* Start Data extract *

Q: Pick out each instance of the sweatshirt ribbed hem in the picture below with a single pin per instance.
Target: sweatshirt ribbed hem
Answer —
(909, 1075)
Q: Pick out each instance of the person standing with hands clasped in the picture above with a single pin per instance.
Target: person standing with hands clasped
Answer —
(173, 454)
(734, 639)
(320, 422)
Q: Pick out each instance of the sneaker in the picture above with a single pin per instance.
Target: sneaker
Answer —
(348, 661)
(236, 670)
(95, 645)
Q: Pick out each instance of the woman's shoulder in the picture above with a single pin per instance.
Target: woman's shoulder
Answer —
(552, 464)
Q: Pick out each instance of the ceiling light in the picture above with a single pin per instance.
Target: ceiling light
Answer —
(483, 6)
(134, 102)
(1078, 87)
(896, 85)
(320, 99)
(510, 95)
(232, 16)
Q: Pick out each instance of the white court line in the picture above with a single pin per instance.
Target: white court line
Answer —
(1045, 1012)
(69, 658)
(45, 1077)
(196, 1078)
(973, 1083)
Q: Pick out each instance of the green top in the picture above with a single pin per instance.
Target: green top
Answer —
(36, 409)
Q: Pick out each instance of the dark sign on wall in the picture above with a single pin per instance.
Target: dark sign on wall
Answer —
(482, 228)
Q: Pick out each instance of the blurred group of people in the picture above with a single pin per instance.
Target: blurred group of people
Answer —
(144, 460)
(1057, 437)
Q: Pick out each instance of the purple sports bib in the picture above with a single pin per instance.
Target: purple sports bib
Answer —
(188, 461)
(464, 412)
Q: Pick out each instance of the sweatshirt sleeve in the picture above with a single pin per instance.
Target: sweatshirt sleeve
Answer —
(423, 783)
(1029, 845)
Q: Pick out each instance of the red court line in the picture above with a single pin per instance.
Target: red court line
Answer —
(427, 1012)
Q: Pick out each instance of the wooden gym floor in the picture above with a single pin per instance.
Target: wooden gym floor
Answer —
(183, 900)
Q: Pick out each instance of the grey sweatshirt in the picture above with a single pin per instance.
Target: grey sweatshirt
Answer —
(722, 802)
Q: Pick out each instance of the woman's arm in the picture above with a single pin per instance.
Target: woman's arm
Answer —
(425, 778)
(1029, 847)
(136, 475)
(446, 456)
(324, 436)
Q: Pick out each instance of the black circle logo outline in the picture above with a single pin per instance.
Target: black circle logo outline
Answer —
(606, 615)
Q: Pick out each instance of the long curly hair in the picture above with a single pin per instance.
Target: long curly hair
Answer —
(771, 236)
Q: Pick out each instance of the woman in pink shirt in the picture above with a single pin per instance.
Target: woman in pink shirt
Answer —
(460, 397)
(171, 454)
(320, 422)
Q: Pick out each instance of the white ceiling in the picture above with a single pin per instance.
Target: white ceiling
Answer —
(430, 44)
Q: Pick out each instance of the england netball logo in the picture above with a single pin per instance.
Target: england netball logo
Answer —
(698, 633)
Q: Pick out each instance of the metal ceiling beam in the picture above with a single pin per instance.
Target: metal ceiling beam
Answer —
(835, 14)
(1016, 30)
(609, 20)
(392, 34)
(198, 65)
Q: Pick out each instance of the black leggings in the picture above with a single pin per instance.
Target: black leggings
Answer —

* End Data extract *

# Task details
Write out the lines from the beginning up to and including the line with "(973, 1083)", requests and all. Multiply every coordinate in the answers by 0.85 and round each to a whole number, with halves going up.

# Task response
Q: Pick out each instance of the sweatshirt ribbed hem in the picture below with a single pin per instance.
Target: sweatshirt ribbed hem
Answer —
(773, 914)
Q: Pick out each instance of the person standing with hands clasped in the picture above with a single pin per instance.
Target: person standing with hands clasped
Answer —
(147, 386)
(624, 543)
(272, 359)
Q: Pick out each instance of the sneaker in the picture above with a single pin per instance.
Target: sneaker
Answer —
(296, 562)
(201, 570)
(81, 548)
Q: Pick out each instance of the woman's shoulder in the picture above with a single pin per instance.
Target: woman's shoulder
Answer —
(469, 394)
Q: Pick out each instance of the ceiling light in the picture above with a single pin per instance.
Target: ceiling light
Answer —
(411, 5)
(114, 87)
(916, 74)
(762, 72)
(272, 84)
(434, 81)
(197, 14)
Q: Pick out each instance of the white court line in the picture above with a single pin per instance.
Target: white court line
Answer —
(888, 860)
(59, 559)
(38, 915)
(167, 916)
(827, 921)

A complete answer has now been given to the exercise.